§ **QUOTED PASSAGE**:
——————
What I would suggest however is perhaps check to see if inserting a DOEVENTS in strategic locations helps. Places a DOEVENTS might help are just before you're reading status, or immediately before trying to read data, or just after call that sends data. As with what happened in my code, the DOEVENTS would get the FoxPro p-engine to give up the remainder of its timeslice, thus giving more CPU cycles for other processes (in particular any code servicing the network communications).

>thanks for your feedback, i' will try with api calls...
>
>>>Hi all, I got into this problem.
>>>I need to send three bytes to a sort of trafficlight (ie : chr(160) + chr(5) + chr(1) ). The problem is that the receiver does not react as i expect. Looks like it does not buffer info so that i loose many packets. I tested wih a java program and in this case it worked fine.
>>>My question is, is there any settings I can make ? Maybe wnsock is sending something i don't know ? As you can see i'm not expert at all in those things :)
——————
§ **WRITTEN TASKS**:
1. In the forum thread on sending bytes over winsock from FoxPro, why might inserting a DOEVENTS help?
2. Write a continuation of the forum thread on sending bytes over winsock from FoxPro, starting after its last sentence.
The records have nothing to do with the forum thread.

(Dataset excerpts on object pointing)
——————
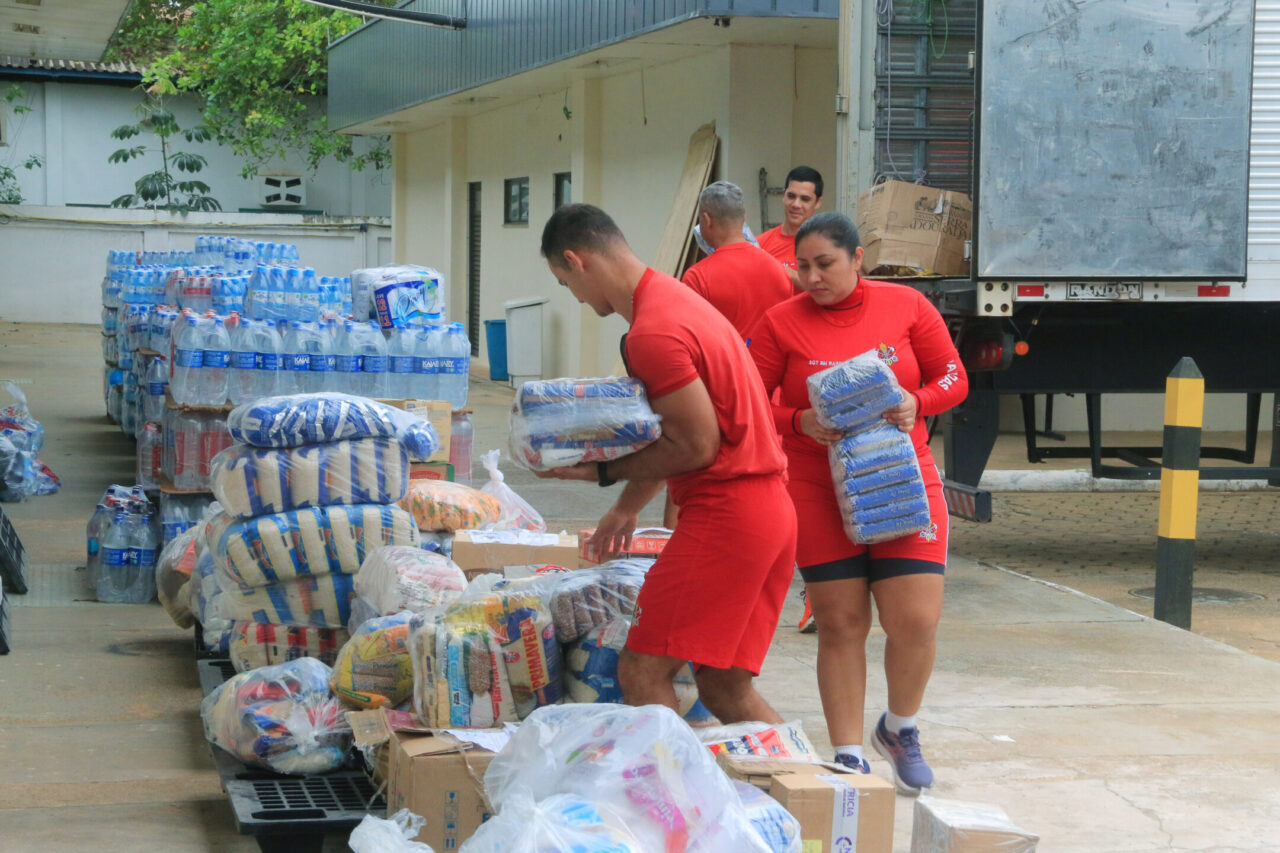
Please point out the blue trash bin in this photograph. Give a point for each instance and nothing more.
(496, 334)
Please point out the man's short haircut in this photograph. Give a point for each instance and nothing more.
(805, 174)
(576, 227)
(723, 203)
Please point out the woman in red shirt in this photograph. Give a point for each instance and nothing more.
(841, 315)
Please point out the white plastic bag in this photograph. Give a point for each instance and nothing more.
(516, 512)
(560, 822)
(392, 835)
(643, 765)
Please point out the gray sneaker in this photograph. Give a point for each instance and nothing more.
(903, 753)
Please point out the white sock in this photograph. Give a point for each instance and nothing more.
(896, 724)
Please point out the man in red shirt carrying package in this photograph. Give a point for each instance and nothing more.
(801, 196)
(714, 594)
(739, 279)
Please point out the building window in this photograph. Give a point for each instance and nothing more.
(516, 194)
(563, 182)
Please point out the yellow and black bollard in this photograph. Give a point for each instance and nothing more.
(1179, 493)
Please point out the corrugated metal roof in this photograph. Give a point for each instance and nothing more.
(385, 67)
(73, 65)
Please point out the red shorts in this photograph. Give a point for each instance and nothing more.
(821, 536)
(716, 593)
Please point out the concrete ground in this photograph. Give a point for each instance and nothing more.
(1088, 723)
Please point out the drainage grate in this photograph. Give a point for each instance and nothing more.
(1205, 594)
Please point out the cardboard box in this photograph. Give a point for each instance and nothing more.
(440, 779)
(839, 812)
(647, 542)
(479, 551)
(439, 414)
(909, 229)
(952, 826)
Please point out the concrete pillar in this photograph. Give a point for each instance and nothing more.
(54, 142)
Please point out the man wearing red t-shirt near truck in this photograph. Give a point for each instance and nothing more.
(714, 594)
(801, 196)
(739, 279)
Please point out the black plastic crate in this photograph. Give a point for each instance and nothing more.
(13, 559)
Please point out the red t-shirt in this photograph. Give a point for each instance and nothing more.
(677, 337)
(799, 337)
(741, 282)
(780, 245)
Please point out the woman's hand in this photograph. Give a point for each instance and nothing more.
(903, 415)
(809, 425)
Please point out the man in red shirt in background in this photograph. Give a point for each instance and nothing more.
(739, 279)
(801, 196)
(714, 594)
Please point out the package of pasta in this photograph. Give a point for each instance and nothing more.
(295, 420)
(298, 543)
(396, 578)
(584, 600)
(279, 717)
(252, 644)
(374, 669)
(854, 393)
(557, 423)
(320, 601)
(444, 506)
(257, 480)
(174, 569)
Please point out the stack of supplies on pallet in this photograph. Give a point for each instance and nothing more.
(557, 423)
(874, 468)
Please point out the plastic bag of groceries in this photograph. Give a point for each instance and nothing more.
——————
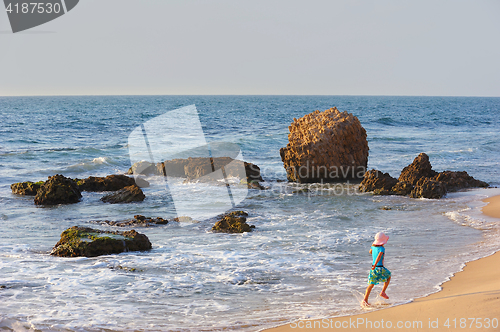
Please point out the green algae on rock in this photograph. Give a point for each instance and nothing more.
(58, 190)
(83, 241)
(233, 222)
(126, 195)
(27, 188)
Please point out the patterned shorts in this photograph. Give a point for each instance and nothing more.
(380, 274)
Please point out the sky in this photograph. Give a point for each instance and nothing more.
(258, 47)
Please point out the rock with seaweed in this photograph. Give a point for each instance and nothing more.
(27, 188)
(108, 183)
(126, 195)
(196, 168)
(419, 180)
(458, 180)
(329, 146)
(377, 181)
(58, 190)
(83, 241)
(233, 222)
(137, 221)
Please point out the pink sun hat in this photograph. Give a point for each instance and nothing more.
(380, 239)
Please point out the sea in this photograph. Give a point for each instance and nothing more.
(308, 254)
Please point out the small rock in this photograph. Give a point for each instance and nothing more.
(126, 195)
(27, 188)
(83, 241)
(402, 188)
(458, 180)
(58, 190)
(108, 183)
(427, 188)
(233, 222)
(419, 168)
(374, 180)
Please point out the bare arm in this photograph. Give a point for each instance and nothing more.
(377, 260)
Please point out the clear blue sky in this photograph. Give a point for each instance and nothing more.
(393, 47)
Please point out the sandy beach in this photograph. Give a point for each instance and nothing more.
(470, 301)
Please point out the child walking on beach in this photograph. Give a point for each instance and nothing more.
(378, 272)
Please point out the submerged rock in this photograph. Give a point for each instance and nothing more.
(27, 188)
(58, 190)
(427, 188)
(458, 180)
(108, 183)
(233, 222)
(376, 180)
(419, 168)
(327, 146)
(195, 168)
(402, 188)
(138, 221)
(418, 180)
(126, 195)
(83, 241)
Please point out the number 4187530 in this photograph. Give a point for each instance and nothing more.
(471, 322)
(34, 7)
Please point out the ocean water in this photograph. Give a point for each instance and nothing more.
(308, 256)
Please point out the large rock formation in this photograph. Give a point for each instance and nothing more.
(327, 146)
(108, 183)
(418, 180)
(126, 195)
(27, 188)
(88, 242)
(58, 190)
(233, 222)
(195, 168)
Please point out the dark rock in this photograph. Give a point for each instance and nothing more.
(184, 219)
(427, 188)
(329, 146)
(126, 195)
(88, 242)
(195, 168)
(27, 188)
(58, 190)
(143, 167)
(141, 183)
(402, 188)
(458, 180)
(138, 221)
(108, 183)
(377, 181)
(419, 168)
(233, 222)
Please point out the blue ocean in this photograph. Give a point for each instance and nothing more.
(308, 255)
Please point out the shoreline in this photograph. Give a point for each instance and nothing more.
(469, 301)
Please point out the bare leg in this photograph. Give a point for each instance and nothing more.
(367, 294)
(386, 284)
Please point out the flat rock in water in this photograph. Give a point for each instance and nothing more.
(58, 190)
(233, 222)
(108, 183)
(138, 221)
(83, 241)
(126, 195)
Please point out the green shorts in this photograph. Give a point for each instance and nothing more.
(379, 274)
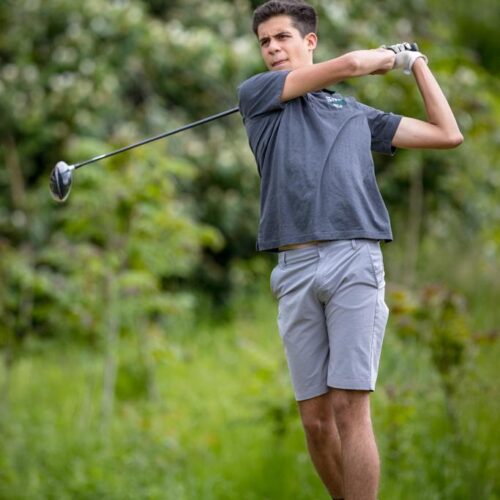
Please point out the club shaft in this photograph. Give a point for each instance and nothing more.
——————
§ **RESULTS**:
1. A DOEVENTS makes the FoxPro p-engine give up the rest of its timeslice. That frees more CPU cycles for other processes, especially any code servicing the network communications.

2.
>>>
>>>thank you
>>
>>Probably won't help much in your case, as what code I've got using winsock uses TCP and calls the API functions directly (rather than using the OCX control). Ran into peculiar problem where data seemed to get 'stuck" somewhere in some situations -- and addition of debugging code to step through the process, or running through a debugger would solve the problem. Then it dawned on me -- this looked just like the problem I'd run into when communicating over the serial port (again using API calls rather than OCX) -- in particular when a USB-to-serial "dongle", USB modem, or a "WinModem" (i.e. one that doesn't actually have a UART). Found that I periodically need to do a DOEVENTS (typically where an "idle loop") to make sure that these devices are being serviced -- essentially by calling DOEVENTS you're freeing up the current "timeslice" and allowing other programs to run.